# [What is required]
Please show every line in the entries below that includes the word "black".

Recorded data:
++++++++
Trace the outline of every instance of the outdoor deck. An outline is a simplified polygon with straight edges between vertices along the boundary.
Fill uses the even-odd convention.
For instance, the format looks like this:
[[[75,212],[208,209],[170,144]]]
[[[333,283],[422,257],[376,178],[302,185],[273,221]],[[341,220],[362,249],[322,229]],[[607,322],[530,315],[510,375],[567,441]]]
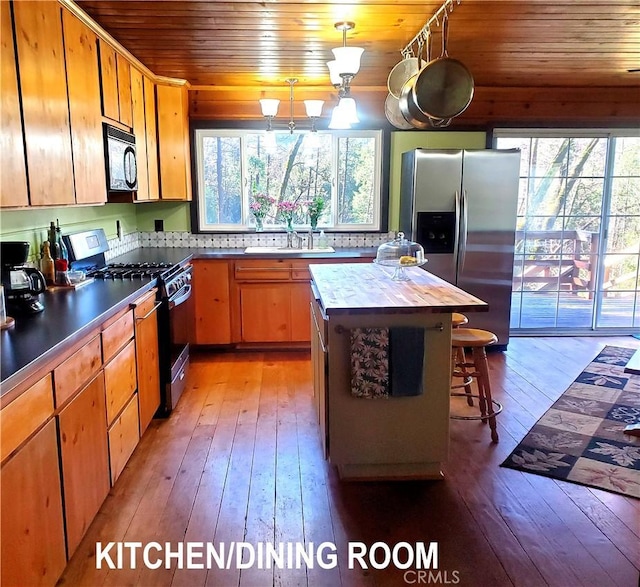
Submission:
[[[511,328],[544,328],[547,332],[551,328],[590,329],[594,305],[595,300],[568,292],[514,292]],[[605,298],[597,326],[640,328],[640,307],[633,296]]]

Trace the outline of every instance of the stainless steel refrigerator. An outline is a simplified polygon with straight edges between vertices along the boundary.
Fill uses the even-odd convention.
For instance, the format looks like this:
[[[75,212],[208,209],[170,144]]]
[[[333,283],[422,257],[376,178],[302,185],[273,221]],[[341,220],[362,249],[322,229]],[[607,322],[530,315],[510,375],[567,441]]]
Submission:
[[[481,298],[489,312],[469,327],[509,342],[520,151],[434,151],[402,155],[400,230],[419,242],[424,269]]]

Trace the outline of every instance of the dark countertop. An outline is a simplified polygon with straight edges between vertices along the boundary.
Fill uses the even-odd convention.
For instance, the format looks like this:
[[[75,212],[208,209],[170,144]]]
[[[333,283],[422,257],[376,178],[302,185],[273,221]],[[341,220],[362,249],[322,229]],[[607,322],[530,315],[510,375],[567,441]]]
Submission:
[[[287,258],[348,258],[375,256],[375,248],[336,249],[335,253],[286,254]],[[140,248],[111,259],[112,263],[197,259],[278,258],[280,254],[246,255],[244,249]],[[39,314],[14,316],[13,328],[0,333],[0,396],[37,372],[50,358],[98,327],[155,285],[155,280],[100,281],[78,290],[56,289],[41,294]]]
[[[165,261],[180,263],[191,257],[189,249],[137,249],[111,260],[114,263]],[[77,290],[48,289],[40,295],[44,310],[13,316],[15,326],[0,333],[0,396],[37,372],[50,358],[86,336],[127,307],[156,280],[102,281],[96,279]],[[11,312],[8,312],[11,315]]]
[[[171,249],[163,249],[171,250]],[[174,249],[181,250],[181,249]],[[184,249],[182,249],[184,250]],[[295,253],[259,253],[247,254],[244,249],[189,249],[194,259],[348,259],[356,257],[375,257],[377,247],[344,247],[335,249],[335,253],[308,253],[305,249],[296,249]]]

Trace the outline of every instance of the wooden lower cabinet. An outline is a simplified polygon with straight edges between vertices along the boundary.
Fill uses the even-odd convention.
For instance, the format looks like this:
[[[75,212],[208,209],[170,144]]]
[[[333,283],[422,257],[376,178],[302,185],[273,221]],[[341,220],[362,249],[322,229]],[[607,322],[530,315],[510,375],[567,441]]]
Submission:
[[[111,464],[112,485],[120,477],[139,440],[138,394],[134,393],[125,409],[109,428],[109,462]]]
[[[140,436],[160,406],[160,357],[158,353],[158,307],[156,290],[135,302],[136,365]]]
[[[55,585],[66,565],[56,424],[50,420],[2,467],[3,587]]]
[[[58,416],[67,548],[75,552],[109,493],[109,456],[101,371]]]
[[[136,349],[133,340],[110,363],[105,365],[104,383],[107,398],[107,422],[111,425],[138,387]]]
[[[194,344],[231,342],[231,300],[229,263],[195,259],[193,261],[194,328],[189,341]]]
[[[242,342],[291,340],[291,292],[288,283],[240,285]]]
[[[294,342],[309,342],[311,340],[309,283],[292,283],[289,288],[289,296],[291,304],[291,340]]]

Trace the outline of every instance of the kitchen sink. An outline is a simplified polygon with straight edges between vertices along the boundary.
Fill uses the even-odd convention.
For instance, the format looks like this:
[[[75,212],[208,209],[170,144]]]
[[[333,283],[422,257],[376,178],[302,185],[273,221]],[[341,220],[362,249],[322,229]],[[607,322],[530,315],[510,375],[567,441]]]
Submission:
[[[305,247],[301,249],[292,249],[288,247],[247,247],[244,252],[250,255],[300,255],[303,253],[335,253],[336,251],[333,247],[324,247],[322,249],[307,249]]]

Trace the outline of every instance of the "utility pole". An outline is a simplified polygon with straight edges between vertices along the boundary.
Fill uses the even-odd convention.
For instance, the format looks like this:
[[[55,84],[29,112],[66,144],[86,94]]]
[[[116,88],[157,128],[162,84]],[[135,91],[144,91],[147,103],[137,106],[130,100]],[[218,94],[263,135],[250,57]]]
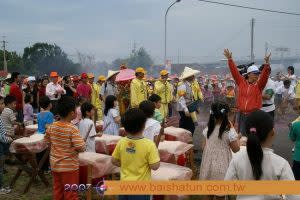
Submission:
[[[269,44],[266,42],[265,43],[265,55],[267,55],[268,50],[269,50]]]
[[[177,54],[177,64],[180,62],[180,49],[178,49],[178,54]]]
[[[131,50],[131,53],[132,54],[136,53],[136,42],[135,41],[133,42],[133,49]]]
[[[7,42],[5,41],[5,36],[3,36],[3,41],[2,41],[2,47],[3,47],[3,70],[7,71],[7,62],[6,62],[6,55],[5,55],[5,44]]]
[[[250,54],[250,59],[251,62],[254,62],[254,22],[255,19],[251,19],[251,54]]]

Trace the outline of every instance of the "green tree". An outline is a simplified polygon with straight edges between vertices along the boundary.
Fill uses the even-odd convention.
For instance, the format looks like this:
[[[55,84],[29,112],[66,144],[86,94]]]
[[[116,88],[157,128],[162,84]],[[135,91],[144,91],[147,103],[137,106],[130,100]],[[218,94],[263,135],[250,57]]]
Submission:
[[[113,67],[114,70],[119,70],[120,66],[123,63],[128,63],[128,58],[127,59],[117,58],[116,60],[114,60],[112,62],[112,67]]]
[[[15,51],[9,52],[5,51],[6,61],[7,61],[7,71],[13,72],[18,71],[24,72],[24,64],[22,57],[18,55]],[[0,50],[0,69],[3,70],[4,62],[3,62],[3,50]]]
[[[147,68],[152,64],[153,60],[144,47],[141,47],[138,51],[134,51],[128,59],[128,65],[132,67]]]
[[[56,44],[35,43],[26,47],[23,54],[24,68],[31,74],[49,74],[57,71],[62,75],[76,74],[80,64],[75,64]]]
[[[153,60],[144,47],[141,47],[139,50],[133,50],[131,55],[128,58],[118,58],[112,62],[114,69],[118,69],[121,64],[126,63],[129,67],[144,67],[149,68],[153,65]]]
++++++++
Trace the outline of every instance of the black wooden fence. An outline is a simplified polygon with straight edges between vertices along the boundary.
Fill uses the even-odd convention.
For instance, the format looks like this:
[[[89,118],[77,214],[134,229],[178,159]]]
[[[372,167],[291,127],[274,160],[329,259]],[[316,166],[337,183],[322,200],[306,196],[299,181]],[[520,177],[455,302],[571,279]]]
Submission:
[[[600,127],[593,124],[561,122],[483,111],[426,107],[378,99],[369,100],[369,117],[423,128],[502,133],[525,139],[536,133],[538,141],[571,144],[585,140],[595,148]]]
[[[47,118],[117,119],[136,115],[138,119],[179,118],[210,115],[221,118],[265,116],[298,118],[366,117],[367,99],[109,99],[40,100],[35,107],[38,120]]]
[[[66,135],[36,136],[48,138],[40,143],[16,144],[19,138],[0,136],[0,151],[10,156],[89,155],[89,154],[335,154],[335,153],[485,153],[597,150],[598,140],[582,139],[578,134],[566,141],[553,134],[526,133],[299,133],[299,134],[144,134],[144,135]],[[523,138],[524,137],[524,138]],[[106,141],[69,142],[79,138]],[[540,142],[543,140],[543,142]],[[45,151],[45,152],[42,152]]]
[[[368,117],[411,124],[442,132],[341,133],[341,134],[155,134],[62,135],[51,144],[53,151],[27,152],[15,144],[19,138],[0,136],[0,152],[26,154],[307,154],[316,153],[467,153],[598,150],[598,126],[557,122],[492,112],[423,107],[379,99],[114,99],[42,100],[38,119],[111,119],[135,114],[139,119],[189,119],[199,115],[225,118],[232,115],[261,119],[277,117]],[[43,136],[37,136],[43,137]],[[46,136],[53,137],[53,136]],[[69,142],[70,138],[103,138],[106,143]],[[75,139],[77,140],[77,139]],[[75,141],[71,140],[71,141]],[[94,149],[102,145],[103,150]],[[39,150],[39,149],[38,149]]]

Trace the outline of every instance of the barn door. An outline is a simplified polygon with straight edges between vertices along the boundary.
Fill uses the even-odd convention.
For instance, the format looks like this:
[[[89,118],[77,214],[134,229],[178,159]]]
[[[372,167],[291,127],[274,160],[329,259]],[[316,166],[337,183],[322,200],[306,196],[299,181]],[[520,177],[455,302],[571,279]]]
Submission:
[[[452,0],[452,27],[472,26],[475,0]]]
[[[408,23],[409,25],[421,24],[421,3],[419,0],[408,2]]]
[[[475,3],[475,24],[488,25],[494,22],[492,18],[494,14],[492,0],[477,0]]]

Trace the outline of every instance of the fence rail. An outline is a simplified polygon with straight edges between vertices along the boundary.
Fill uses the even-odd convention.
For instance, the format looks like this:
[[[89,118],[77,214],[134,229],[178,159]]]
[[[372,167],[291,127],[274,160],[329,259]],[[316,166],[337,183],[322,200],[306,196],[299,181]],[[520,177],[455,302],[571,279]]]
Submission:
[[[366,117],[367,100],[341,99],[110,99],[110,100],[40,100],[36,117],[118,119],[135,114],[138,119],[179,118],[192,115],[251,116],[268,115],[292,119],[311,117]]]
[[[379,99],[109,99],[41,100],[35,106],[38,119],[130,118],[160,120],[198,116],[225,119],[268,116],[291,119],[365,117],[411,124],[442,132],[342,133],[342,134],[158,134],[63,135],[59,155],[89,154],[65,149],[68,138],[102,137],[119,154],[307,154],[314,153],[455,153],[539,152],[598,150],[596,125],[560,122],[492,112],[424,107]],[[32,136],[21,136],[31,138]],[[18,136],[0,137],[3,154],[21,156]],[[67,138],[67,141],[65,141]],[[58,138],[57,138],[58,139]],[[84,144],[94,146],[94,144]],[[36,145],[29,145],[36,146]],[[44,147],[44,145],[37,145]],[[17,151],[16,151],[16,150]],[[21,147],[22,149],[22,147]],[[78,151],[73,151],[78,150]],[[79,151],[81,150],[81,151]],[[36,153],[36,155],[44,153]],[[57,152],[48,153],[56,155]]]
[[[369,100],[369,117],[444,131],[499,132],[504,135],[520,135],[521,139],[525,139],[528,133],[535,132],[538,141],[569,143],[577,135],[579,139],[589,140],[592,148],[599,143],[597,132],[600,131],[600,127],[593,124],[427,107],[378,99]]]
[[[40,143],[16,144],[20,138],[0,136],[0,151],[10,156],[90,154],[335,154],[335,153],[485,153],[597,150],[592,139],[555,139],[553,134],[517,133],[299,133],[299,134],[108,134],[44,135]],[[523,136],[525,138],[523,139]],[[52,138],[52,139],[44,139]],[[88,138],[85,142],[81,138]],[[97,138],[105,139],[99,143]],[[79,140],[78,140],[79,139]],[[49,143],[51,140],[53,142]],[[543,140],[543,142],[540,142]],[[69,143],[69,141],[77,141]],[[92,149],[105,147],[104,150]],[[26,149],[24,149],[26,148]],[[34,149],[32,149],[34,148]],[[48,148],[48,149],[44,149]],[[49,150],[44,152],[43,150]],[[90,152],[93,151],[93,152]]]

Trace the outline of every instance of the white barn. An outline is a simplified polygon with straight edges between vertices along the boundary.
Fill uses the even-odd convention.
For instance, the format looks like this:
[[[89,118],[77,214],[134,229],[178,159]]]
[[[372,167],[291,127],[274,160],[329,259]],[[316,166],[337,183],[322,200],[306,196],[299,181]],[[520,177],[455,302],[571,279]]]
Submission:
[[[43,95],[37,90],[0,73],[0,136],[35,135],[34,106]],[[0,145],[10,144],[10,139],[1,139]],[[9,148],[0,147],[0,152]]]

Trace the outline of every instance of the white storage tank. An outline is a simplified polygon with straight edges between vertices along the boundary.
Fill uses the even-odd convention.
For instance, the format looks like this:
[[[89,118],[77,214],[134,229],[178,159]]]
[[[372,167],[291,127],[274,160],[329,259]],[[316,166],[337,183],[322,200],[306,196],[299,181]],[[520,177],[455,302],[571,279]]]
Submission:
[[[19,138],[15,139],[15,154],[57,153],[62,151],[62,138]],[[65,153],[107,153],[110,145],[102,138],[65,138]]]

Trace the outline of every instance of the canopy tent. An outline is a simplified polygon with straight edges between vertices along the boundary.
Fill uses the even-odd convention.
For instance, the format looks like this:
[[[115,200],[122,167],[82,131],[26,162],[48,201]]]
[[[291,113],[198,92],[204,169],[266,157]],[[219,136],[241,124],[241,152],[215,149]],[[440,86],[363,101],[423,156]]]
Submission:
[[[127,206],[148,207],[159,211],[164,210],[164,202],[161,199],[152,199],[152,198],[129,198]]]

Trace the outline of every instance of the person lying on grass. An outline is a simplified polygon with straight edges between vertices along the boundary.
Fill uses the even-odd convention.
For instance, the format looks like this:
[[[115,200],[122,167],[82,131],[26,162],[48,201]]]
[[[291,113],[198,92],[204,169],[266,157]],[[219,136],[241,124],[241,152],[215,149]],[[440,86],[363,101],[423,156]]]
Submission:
++++++++
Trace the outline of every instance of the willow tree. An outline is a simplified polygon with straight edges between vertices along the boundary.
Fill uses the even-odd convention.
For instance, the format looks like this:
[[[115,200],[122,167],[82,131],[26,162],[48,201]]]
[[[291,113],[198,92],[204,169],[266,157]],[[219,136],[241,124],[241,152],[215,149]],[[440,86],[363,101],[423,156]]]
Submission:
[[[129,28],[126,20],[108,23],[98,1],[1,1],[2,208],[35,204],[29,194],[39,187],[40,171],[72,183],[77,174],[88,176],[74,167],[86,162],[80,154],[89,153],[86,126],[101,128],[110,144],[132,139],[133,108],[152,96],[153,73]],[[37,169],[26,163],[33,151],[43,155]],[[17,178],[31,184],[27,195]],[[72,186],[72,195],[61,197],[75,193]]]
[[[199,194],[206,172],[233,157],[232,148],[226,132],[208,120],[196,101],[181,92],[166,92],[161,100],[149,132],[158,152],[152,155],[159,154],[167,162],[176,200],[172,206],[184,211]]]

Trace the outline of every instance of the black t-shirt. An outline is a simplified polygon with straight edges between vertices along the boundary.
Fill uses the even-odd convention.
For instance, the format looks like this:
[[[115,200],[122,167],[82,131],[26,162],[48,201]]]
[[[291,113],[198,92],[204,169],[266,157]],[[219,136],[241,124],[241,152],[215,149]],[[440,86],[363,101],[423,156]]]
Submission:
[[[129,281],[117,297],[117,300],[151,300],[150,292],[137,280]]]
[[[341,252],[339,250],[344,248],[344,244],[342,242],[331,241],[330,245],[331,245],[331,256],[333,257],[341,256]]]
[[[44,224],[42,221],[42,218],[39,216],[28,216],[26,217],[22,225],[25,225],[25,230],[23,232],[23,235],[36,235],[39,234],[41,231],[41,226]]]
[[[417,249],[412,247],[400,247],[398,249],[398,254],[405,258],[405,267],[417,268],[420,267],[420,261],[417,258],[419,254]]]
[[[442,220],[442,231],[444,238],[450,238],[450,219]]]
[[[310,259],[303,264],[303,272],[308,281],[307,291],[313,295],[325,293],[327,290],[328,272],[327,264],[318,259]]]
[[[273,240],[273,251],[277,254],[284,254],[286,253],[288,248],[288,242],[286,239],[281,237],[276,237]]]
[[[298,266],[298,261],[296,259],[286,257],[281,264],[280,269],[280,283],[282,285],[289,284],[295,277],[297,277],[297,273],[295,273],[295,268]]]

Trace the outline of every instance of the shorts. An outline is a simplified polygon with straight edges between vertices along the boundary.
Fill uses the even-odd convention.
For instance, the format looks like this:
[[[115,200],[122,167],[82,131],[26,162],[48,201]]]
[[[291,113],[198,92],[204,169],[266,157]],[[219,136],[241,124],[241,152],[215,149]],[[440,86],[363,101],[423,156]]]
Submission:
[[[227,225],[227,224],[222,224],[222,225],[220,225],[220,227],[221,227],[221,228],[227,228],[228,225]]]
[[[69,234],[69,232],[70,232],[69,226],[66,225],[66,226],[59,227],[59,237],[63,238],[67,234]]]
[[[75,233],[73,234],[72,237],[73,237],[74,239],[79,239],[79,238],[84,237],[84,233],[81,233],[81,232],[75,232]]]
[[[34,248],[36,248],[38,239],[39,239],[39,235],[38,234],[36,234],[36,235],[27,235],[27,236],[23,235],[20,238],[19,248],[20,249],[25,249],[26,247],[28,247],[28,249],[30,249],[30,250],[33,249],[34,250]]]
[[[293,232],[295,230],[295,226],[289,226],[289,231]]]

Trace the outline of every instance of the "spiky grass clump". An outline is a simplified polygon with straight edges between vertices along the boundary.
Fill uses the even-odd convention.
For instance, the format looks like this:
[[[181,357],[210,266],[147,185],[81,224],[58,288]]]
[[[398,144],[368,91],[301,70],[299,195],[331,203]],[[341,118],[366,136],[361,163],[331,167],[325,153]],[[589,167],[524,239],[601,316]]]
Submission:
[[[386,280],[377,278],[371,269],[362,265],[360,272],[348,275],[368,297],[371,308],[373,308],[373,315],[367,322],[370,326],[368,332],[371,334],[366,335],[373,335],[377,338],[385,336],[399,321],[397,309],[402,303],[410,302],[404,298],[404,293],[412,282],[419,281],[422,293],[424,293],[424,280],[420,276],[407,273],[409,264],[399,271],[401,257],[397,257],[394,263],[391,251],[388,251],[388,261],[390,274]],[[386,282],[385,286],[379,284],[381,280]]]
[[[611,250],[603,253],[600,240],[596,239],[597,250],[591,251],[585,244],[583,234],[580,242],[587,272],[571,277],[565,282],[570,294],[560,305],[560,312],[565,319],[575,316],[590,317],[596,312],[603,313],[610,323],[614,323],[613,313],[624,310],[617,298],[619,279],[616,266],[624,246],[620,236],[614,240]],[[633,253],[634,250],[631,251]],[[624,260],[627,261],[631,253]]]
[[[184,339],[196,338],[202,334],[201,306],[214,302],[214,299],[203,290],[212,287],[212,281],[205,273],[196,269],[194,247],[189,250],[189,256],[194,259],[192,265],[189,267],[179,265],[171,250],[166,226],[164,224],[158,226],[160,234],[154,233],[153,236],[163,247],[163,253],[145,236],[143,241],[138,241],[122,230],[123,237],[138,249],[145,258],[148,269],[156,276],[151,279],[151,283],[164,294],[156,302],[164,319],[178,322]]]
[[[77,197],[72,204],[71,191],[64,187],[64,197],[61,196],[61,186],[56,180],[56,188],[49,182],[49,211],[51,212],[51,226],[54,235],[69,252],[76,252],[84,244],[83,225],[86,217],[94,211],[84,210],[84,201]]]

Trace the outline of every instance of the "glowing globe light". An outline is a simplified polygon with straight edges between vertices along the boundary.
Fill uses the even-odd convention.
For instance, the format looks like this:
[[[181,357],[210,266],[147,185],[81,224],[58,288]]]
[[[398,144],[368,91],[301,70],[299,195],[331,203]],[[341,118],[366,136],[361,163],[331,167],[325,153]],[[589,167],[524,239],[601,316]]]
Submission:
++++++++
# [Exercise response]
Trace the outline of every instance of the black wooden fence. An outline is a simplified polygon with straight edges between vertices along the boundary.
Trace the outline of every instance of the black t-shirt. An outline is a simplified polygon with straight edges between vertices along the boundary.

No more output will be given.